#### Extract

Undergraduate Course Descriptions


CJS200H1-F: Introduction to Jewish Thought

Course Description: It is hard to be a Jew, but the difficulties make for interesting questions. Does God exist? How is God revealed to Moses at Sinai and to the prophets? Are there such things as miracles? Are we free to follow what God commands? What is the nature of faith? If God is good, then why do bad things happen to innocent people? Is faith possible after the Holocaust? What is the role of Israel in modern Jewish life? Who belongs to the Jewish community? How do Jews address inequality and discrimination? How do Jews understand a good and meaningful life? Professors Goldberg and Rosenthal invite students to join them in debating the answers to these questions and others.

Mode of Delivery: Online - Synchronous 

Area of Interest: Jewish Philosophy and Thought 


CJS201H1-F: Introduction to Jewish Culture

Course Description: General introduction to history, literatures and cultures of Jewish people from antiquity to contemporary. A balanced presentation of multi-disciplinary approaches and multi-methodological approaches to Jewish studies, with a special emphasis on Jewish cultural studies and Jewish secularity.

########

# Explore the material
- A) In the course descriptions, switch "God" to "the Creator" in the part between "Undergraduate Course Descriptions" and "questions and others.", inclusive.
- B) Shorten the paragraph of the course descriptions that begins "Course Description: General introduction to history", keeping its main facts.

#### Supplied material

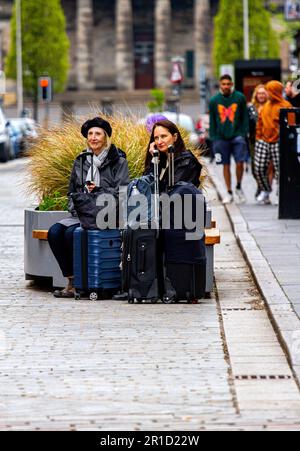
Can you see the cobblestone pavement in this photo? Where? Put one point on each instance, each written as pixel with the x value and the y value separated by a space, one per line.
pixel 113 366
pixel 278 240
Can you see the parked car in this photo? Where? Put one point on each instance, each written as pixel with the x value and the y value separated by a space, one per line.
pixel 6 149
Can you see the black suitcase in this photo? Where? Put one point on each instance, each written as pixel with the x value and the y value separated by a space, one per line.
pixel 185 261
pixel 142 263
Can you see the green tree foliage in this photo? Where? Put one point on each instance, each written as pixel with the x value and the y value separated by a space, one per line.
pixel 45 45
pixel 229 38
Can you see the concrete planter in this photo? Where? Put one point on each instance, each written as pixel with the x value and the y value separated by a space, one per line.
pixel 38 258
pixel 40 262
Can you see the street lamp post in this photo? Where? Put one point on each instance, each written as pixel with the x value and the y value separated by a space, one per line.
pixel 19 57
pixel 246 30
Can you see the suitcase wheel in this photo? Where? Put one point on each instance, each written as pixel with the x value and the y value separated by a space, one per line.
pixel 194 301
pixel 94 296
pixel 167 300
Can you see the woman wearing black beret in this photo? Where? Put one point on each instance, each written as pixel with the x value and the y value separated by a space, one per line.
pixel 110 172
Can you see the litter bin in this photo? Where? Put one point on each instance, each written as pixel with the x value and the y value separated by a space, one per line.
pixel 289 197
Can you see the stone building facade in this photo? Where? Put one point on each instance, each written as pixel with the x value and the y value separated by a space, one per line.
pixel 129 44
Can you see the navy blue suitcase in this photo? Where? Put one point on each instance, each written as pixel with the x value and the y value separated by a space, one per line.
pixel 97 259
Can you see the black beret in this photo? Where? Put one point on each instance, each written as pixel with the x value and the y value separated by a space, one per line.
pixel 96 122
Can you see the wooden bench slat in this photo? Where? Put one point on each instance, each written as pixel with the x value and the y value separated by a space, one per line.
pixel 40 235
pixel 212 236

########

# Solution set
- A)
Undergraduate Course Descriptions


CJS200H1-F: Introduction to Jewish Thought

Course Description: It is hard to be a Jew, but the difficulties make for interesting questions. Does the Creator exist? How is the Creator revealed to Moses at Sinai and to the prophets? Are there such things as miracles? Are we free to follow what the Creator commands? What is the nature of faith? If the Creator is good, then why do bad things happen to innocent people? Is faith possible after the Holocaust? What is the role of Israel in modern Jewish life? Who belongs to the Jewish community? How do Jews address inequality and discrimination? How do Jews understand a good and meaningful life? Professors Goldberg and Rosenthal invite students to join them in debating the answers to these questions and others.

- B) Course Description: An overview of Jewish history, literatures and cultures from antiquity to the contemporary period, using a balanced mix of multi-disciplinary and multi-methodological approaches, with special emphasis on Jewish cultural studies and Jewish secularity.